Set task - Can you quote the records below in full, word for word?

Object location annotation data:
########################################

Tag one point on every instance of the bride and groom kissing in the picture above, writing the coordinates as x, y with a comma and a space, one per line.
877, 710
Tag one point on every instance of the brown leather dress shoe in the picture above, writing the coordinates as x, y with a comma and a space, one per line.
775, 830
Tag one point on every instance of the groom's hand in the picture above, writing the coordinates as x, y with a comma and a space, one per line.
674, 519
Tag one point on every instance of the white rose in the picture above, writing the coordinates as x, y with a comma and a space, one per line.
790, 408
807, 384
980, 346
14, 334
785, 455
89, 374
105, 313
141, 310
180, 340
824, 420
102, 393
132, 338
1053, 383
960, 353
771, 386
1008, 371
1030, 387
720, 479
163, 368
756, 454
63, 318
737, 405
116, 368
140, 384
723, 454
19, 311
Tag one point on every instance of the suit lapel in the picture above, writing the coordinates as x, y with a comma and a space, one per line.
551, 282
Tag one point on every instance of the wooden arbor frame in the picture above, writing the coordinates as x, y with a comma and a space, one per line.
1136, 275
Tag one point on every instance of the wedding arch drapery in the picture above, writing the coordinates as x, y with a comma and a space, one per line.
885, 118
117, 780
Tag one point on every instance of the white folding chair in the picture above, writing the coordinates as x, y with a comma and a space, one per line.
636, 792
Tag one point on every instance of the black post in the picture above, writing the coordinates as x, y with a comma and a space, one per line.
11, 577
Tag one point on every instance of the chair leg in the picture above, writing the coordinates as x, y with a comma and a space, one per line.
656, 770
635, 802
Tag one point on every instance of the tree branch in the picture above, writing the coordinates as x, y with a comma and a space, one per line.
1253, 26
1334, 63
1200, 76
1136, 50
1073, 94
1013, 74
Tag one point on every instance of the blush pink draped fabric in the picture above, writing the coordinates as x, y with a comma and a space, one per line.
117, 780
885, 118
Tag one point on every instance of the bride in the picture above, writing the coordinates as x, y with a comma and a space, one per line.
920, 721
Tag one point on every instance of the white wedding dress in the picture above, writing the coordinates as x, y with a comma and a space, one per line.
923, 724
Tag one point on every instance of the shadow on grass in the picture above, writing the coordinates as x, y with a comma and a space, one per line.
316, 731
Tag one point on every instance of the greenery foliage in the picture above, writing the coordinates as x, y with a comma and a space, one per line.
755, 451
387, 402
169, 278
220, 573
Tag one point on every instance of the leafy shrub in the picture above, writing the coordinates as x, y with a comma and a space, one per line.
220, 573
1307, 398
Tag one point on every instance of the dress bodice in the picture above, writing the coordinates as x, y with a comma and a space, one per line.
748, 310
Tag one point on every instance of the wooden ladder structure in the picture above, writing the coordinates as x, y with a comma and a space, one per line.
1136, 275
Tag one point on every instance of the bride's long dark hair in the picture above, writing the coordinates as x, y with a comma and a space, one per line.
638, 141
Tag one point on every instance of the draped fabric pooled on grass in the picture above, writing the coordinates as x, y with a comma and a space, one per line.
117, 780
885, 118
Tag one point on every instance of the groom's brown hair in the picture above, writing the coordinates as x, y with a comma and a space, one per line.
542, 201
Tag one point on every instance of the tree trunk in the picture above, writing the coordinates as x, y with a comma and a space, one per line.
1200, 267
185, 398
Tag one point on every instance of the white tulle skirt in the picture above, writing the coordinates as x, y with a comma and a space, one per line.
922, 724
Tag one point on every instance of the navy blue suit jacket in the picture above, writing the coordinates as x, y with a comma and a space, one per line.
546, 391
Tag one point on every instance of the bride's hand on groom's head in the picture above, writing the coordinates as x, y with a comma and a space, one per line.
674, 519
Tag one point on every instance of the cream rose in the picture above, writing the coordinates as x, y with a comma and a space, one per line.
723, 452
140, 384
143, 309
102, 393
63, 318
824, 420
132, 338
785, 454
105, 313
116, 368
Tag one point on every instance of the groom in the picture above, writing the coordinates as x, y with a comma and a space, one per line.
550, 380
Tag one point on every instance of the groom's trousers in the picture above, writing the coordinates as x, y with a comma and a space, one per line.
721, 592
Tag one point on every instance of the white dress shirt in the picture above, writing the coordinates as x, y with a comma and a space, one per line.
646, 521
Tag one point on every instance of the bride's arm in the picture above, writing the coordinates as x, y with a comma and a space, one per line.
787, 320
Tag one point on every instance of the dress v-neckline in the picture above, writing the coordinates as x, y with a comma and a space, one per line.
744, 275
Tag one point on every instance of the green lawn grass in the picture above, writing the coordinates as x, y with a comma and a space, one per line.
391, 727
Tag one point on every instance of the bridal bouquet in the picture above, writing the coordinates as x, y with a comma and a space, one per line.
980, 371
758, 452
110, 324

########################################

Correct output -
Tag one point on every instance of the bride and groom kissing in the picture above, writing the coordinates as x, y with a comma and a space, one per line.
877, 710
Tag one point on every instance of the brown leather dress shoe in the picture above, writing the coordinates as x, y with a comma and a space, one per line.
775, 830
Tag one point on every instance of the groom's hand in the picture above, writing the coordinates as x, y with a comma and a space, one per line.
674, 519
Tag one point on every instance of the white rose in the picture above, writing the coordinates as x, y with a comma and a space, one per line.
790, 408
807, 384
980, 346
14, 334
785, 455
89, 374
105, 313
141, 310
180, 340
824, 420
102, 393
132, 338
1053, 383
960, 353
771, 386
1008, 371
1030, 387
720, 479
163, 368
756, 454
63, 318
737, 405
116, 368
140, 384
723, 454
19, 311
Tag one point on every instance of the suit lapel in the picture above, writing the coordinates as x, y with a comma and a space, one per line.
551, 282
Tag one point on every instance of the wooden arbor frame in the picture above, writing the coordinates as x, y with a comma and a space, one per line.
1136, 275
Tag one point on every instance of the wedding arch drapery in the picture above, writing the coordinates as x, y with a comma and a space, one per line.
885, 118
117, 780
Tag one point on every instance of the white folding chair in the picture above, writing the coordinates as x, y with a comma and a space, one per line.
636, 792
Tag one point on every instance of the black post in the picture above, writing the coordinates as x, y with a comma and a space, one per line.
11, 577
Tag one point on every instance of the chair leg in the picture above, writing the coordinates as x, y with a comma and a space, one per line.
656, 770
635, 802
Tag one point on every instance of the tree branch in the picture above, writing the coordinates as x, y with a comma and a space, one per line.
1253, 26
1334, 63
1200, 76
1136, 50
1073, 94
1013, 74
Tag one point on every instance of the blush pink draped fabric in the picture above, writing the coordinates as x, y with a comma and a space, one per line.
117, 780
885, 118
Tag one point on every instance of the bride in the picture above, writing the coordinates as x, y with a comma and a space, one per line.
920, 721
Tag one point on every instance of the white wedding dress in the picture above, writing the coordinates as x, y with a comma and a space, one per line.
923, 724
Tag one point on every instance of the shadow on grass in the picture above, writing the coordinates as x, y with a comma and a space, one per line.
316, 731
Tag one point on every instance of the greenery foliage in the picture above, writing the coordinates as x, y with a comma and a space, one per line.
755, 451
387, 402
169, 278
220, 573
Tag one point on every instance of the leafy shrub in the picture above, writing the coordinates as x, y with a comma and a space, one per line.
220, 573
1307, 398
Tag one point on every instance of the dress bodice in the picture above, writing the coordinates as x, y with a comma and a space, one per line.
748, 310
Tag one point on every instance of the wooden ladder structure in the picture above, writing the coordinates as x, y with a comma and a space, one per line.
1136, 275
Tag one point on every instance of the bride's long dark hair in the picture above, writing the coordinates as x, y with a comma and a space, one per line.
638, 141
Tag one point on every instance of the draped fabric pooled on grass in the picture above, writing the coordinates as x, y with a comma and a space, one per line.
117, 780
885, 118
Tag one point on every instance of the groom's brown hair in the picture above, writing the coordinates as x, y with a comma and a space, one per line.
542, 201
Tag one point on every instance of the tree trunk in the picture above, writing the coordinates as x, y with a comma and a space, one per line.
1200, 267
185, 398
Tag one point on every instance of the white tulle skirt in the picture above, writing the coordinates as x, y with a comma and a space, one per line.
922, 724
Tag one point on every instance of the navy blue suit jacket in the picture above, writing the coordinates as x, y with a comma and a space, one per line.
546, 391
Tag one point on every instance of the bride's hand on groom's head in the picture above, writing the coordinates as x, y with a comma and a space, one per line.
674, 519
Tag one point on every instance of the cream rose in the picture above, writing the coordinates as x, y with a comma and a space, one per line.
723, 452
140, 384
143, 309
102, 393
63, 318
824, 420
132, 338
785, 454
105, 313
116, 368
Tag one point on every instance of the groom in the picture above, writing the coordinates as x, y with a comma and a space, one per line.
550, 380
Tag one point on every instance of the groom's trousers in the picture above, writing the coordinates as x, y with a comma and a space, one per line.
721, 592
Tag one point on every instance of the white dress shirt in the picture above, writing the coordinates as x, y with a comma and a space, one per line.
646, 521
Tag one point on every instance of the bride's arm in the picture above, writing the coordinates as x, y with a comma and a space, one per line.
787, 320
Tag one point on every instance of the dress v-neckline in the picture above, writing the coordinates as x, y with a comma and a space, one per line.
744, 275
Tag one point on every instance of the green lawn grass in the picture above, writing the coordinates as x, y with a comma and a space, one per line.
391, 727
Tag one point on every instance of the bridal bouquet in the picture above, writing the coordinates as x, y with a comma and a space, one per line.
980, 371
758, 452
110, 324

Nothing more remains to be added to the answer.